# Dokumentauszug

◇ ◇ ◇ ◇ ◇

# Stapelverarbeitete Pixelbildwandlung



## axn (12. Dezember 2005)

Guten Tag!

Bin auf der Suche nach einem Tool wie Adobe Streamline, dass mir Pixelbilder automatisch über Stapelverarbeitung in Vektoren wandelt. Gab es da nicht was von Macromedia oder Corel?

Vielen Dank

axn


----------



## megabit (12. Dezember 2005)

Coral Trace kann sowas. Allerdings weiß ich nicht, ob das mit der Stapelverarbeitung klappt. Allerdings weiß ich, das das Ergebnis (für mich) nie das war was ich brauchte.

Also Logo in Fotoshop erstellen und mit Coral Trace vektorisieren macht keinen Sinn. Zu viele unsinnige und übereinanderliegende Pfade.


----------



## axn (12. Dezember 2005)

◇ ◇ ◇ ◇ ◇

# Bereitgestellte Angaben
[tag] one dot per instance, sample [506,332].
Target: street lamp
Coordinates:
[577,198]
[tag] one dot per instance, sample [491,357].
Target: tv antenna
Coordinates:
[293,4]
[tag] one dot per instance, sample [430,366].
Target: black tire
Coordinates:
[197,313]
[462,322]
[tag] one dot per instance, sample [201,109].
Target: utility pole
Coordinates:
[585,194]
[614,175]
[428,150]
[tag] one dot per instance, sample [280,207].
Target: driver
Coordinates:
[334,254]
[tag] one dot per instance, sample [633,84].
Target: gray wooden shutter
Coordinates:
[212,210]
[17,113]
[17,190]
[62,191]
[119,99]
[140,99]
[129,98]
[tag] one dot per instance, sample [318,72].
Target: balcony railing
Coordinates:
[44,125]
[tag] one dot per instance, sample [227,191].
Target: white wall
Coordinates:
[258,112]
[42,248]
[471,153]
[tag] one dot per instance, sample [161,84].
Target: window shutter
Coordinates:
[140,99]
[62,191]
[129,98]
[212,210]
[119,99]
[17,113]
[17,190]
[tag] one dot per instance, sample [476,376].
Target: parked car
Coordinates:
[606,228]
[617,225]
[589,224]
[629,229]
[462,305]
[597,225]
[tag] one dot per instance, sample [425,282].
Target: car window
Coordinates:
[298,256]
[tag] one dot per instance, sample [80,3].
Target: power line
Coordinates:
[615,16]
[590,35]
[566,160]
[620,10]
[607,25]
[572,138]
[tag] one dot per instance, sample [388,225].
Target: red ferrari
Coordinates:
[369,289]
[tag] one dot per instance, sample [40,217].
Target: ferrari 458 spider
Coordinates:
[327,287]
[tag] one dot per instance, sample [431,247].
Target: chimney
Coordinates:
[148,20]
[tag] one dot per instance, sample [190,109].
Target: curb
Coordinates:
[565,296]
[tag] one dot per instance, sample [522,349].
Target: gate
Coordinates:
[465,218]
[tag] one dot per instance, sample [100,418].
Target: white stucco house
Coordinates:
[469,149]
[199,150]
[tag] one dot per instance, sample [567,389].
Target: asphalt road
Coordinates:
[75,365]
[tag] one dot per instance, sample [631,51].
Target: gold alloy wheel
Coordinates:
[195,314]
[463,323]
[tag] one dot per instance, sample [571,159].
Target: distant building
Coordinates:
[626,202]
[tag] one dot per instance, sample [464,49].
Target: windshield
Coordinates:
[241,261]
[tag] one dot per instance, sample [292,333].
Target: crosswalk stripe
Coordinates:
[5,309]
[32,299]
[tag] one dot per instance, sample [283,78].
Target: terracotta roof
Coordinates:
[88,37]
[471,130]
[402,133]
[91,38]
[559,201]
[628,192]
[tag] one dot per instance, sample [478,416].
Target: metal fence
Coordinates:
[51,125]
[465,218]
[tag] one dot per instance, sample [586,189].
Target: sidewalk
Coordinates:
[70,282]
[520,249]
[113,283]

◇ ◇ ◇ ◇ ◇

Beantworte diese Fragen zum Dokumentauszug:
1. Welches Adobe-Programm nennt axn als Vorbild für das gesuchte Werkzeug?
2. Welches Programm kann laut megabit Pixelbilder vektorisieren?
3. Woran scheitert laut megabit das Vektorisieren eines in Fotoshop erstellten Logos?

# Ergebnis dieser Aufgabe
1. Adobe Streamline
2. Coral Trace
3. Es entstehen zu viele unsinnige und übereinanderliegende Pfade.